■ EXERCISE SET
[a] In the livestock trailer thread, what does the sale barn charge Tim/South to haul calves?
[b] Write out everything from "I sold my bumper" down to "on their schedule." in the livestock trailer thread, swapping "gooseneck" for "stock trailer".

■ PROVIDED TEXT
# # # #
# Livestock Trailers



## Framerman (Apr 3, 2013)

With trailer prices going thru the roof what make and size are you guys pulling.

I have a 6'-8" x 20' Circle W that pulls as hard empty as it does loaded.


----------



## Bonfire (Oct 21, 2012)

There's some good ones out there. I'm partial to Eby.

You looking for a steel or Al trailer?


----------



## IHCman (Aug 27, 2011)

I'm pulling a 2005 32 foot Titan that has some rust issues. I bought it from a custom hauler and I feel most of its rust issues are from salt on the roads and maybe poor paint. Its been a good trailer though and has hauled a lot of cattle. Tossing around the idea of fixing it up and having bedliner applied on the front, fenders, and 2 feet up on the bottom.

I've been planning on buying a new trailer for a few years now and am still debating on steel or aluminum. If I go steel it'll be another Titan but then I'll plan on trading every 5 to 7 years. If I go aluminum it'll be either EBY or Wilson. Not sure if I haul enough cattle to justify the aluminum but sure am tired of rust. Also kinda worried if the aluminum will handle the rough gravel roads as well as a steel trailer.


----------



## Framerman (Apr 3, 2013)

Hard to justify the price of aluminum but they do hold there value a lot better then steel


----------



## Tim/South (Dec 12, 2011)

I have an old 26" NeckOver brand. I use it mostly in moving cows or calves around here. I have a newer 20 foot goose that was made locally. It is what we use when going to the sale. Mine are steel.

The sale barn has spoiled me. They have two nice aluminum trailers and will come 35 miles and haul my calves for $50 a load.

A friend went to the state cattleman's convention last week and is pretty set on buying a new 16" aluminum bumper pull.

I sold my bumper pull because it stayed borrowed most of the time.


----------



## NDVA HAYMAN (Nov 24, 2009)

I would love to have an Eby or Wilson one day. My 20' gooseneck is worn out and I get 2 guys to help load and haul for me for $100. It's a 90 mile round trip. I just have to work on their schedule.


----------



## theranch (May 14, 2011)

Duralite Trailers are one of the best kept secrets when it comes to well built long lasting aluminum livestock trailers. All bolted and riveted made from aluminum extrusions. Not one structural weld. Built in Clark, SD for the last 30 years.

www.duralitetrailers.com


----------



## MT hayer (Mar 1, 2014)

We have an old Featherlite 30' Trailer and a pretty new Sooner 30'. I would highly recommend the Sooner because it is solid! You go push out on the side walls of the Wilson, Barrett, Duralite, and they seem pretty tinny. Also the rivets that hold the axle assembly on those comes up through the floor so with time the manure will start to leak through and cause the floor to do bad things. They are all nice trailers to start with. A big thing is to buy what you can stop!! If your using a single wheel pickup, stay with 24 or less! For an all purpose trailer for the cattle operation I would recommend a 7.5 by 24 Sooner with 2 8k axles. It may ride a little stiffer but the rubber won't beat out of the torsion axles as fast. Go check one out today and see yourself!


----------
# # # #
(Data taken from a collection)

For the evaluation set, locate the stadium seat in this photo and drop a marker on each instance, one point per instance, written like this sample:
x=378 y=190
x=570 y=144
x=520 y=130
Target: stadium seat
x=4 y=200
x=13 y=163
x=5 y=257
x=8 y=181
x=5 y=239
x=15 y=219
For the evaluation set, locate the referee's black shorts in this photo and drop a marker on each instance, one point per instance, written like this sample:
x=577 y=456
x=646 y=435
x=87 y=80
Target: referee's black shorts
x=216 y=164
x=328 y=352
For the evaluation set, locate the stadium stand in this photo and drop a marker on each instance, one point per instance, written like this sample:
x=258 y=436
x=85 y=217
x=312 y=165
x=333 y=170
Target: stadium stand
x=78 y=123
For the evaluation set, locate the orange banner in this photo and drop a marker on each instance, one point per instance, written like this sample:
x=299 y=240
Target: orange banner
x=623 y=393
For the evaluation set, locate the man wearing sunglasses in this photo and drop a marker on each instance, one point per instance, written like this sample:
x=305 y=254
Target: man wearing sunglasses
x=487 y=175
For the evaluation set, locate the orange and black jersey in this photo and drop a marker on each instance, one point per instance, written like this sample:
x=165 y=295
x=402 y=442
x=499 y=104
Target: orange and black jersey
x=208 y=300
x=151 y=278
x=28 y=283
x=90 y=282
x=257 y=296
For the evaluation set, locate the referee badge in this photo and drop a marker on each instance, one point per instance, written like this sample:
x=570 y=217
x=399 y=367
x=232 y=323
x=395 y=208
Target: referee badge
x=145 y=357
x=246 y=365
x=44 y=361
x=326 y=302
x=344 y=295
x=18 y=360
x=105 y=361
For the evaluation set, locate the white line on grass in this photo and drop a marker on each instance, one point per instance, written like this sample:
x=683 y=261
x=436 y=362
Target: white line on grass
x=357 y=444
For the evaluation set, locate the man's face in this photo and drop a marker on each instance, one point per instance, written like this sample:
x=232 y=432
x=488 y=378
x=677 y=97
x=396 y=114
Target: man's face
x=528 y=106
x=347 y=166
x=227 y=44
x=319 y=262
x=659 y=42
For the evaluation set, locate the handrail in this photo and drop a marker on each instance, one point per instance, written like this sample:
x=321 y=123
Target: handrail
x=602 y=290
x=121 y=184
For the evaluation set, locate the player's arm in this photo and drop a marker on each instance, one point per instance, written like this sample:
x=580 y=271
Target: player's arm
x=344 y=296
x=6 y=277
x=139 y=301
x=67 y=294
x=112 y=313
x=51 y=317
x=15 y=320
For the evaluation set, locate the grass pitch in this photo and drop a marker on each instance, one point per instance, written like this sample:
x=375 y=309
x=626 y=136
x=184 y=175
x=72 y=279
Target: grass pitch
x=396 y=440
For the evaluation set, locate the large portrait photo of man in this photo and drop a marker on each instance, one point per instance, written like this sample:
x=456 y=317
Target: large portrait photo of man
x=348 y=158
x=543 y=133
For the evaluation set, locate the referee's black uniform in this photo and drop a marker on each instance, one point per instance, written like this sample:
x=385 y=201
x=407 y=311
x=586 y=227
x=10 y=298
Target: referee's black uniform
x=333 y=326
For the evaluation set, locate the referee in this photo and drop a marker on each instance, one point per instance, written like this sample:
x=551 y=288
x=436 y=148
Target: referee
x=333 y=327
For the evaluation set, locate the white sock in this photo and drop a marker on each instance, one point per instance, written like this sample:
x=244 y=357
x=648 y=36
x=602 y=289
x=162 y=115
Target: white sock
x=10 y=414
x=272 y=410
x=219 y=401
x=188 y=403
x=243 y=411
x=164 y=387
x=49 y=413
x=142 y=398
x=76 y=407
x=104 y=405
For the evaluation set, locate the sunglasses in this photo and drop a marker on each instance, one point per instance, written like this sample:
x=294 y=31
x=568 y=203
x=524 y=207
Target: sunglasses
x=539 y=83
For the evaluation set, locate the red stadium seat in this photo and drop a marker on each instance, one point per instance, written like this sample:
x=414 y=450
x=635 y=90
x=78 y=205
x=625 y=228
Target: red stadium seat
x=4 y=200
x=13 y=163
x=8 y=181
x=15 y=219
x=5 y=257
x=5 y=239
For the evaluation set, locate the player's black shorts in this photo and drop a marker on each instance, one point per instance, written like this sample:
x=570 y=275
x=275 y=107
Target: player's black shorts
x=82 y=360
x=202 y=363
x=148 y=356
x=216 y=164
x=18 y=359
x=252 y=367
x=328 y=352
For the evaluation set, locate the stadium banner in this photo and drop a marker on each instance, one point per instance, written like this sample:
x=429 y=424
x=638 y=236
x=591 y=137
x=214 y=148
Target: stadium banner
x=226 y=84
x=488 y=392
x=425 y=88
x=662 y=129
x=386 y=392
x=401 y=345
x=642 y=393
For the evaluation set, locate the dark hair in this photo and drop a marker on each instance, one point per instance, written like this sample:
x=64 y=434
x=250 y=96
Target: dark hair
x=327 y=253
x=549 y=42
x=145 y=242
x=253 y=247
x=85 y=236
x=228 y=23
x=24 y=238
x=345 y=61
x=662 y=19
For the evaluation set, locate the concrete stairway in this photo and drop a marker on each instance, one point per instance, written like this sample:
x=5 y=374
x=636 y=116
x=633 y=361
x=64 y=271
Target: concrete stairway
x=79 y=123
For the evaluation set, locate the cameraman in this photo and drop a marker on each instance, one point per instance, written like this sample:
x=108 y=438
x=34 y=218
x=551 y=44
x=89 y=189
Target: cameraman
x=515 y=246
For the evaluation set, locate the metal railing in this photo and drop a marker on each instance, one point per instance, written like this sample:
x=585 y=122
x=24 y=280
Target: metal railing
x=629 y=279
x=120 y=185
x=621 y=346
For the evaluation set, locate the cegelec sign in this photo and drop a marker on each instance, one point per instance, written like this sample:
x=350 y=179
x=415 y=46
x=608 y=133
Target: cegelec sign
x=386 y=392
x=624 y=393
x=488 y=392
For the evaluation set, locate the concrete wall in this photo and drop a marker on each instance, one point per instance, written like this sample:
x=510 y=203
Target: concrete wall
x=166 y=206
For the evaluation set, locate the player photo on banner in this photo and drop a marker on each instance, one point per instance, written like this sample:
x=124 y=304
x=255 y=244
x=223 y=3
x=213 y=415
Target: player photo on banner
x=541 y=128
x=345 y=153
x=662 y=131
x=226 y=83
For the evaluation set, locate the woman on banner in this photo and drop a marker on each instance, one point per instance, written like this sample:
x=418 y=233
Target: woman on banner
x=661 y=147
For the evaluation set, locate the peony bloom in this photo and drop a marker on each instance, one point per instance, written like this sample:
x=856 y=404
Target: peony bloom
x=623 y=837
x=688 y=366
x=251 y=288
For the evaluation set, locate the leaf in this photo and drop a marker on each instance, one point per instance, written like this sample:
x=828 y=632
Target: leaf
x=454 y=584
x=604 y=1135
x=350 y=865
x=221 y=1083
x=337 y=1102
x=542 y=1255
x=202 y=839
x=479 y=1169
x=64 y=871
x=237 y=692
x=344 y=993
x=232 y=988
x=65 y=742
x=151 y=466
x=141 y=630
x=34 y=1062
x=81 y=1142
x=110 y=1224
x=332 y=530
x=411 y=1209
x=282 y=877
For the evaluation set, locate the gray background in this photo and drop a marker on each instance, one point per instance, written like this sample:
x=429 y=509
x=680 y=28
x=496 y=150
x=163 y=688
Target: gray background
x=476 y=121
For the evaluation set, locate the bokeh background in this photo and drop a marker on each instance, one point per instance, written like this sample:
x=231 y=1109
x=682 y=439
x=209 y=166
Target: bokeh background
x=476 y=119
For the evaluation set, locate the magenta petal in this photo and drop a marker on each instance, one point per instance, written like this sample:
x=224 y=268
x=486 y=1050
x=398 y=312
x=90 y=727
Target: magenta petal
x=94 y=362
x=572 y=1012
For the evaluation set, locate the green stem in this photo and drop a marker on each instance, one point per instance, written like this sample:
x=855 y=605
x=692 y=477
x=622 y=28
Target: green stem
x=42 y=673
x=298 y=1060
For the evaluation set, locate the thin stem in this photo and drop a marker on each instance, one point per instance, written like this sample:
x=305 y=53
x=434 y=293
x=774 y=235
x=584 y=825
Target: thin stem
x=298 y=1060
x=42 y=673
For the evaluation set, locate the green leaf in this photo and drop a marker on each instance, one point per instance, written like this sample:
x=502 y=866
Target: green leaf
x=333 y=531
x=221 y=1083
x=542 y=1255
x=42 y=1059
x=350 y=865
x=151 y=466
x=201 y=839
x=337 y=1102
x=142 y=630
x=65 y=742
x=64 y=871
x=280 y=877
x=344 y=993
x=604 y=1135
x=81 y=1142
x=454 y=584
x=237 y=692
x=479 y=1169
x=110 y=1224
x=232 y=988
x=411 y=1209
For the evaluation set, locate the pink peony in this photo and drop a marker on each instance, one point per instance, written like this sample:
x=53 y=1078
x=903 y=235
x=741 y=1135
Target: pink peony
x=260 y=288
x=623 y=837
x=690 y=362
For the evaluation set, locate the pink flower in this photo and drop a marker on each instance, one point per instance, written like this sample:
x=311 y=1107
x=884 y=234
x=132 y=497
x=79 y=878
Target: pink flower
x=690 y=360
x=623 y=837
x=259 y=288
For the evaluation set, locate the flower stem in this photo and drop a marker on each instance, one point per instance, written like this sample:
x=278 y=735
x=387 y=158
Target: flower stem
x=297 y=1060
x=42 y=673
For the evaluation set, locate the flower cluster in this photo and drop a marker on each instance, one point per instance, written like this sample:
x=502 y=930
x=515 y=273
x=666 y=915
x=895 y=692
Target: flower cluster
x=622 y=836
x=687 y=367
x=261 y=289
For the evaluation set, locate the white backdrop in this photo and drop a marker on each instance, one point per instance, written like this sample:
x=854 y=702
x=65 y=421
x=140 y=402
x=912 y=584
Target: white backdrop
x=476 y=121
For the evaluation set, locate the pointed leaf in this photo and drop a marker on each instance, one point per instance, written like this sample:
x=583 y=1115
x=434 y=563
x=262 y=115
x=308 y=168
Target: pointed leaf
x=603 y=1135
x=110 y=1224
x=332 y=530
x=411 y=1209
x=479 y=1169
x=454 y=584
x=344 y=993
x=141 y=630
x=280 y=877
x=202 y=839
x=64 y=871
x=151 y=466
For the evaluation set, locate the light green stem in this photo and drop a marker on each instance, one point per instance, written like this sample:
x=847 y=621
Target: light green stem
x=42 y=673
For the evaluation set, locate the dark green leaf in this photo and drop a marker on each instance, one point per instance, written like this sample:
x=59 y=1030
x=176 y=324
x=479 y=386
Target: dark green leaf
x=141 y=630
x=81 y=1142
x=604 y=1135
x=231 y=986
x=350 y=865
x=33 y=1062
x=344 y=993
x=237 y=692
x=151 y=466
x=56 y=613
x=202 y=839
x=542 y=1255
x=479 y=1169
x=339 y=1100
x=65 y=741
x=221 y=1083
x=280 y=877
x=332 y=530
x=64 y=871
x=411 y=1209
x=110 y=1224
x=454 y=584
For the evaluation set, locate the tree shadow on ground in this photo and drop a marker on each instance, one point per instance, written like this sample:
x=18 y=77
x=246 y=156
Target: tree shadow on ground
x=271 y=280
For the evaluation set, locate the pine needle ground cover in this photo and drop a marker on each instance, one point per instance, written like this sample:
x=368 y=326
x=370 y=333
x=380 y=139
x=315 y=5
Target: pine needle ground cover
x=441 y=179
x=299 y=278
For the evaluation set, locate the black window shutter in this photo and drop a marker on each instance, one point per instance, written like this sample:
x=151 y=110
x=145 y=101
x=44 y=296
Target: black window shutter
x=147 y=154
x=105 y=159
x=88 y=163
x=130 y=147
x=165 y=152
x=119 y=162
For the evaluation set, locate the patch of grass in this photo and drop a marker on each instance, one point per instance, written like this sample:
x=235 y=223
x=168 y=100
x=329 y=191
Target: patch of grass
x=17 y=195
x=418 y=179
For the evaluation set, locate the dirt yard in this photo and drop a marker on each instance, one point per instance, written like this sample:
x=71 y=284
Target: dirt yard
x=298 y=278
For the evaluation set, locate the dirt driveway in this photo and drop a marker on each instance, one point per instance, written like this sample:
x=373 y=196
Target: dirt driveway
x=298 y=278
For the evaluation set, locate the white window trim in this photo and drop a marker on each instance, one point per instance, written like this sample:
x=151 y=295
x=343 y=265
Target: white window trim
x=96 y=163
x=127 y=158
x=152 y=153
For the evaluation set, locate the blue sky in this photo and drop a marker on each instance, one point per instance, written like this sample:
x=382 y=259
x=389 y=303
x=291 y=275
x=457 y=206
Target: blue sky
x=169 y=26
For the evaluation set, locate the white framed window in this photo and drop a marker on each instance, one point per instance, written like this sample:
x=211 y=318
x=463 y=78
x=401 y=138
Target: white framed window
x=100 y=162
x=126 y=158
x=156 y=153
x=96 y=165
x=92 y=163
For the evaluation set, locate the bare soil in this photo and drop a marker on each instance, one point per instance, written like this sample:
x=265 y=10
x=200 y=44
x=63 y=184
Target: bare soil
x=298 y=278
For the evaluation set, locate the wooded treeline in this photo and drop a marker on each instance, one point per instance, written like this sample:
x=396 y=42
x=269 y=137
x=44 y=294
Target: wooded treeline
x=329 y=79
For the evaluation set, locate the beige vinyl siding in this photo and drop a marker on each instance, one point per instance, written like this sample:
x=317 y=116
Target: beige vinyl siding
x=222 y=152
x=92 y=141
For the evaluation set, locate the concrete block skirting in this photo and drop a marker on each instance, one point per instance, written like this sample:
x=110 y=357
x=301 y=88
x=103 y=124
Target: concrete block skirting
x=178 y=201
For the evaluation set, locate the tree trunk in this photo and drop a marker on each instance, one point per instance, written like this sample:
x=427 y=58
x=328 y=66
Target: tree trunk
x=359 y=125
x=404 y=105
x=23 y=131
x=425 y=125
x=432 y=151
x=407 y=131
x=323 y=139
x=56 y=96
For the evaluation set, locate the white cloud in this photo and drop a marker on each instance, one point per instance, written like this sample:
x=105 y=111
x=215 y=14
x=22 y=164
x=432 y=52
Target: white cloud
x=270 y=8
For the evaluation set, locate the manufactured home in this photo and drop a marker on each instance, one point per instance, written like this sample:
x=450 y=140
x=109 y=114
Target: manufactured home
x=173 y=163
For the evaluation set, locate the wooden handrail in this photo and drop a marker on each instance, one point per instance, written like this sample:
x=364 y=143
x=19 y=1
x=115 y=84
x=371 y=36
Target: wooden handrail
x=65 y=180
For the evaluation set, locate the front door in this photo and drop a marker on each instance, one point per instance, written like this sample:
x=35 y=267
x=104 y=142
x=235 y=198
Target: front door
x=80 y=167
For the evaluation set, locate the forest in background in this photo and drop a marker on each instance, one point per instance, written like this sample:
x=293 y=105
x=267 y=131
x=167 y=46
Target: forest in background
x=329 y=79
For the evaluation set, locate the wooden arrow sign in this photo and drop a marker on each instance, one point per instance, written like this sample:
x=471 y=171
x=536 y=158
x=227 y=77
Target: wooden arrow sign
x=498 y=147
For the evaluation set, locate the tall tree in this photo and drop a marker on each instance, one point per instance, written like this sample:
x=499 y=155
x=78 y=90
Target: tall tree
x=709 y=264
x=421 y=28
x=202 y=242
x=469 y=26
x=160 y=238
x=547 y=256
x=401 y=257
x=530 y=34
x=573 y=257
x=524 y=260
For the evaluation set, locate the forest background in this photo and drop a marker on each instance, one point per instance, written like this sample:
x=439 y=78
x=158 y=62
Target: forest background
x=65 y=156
# # # #
■ FINAL RESULTS
[a] $50 a load.

[b]
I sold my bumper pull because it stayed borrowed most of the time.


----------



## NDVA HAYMAN (Nov 24, 2009)

I would love to have an Eby or Wilson one day. My 20' stock trailer is worn out and I get 2 guys to help load and haul for me for $100. It's a 90 mile round trip. I just have to work on their schedule.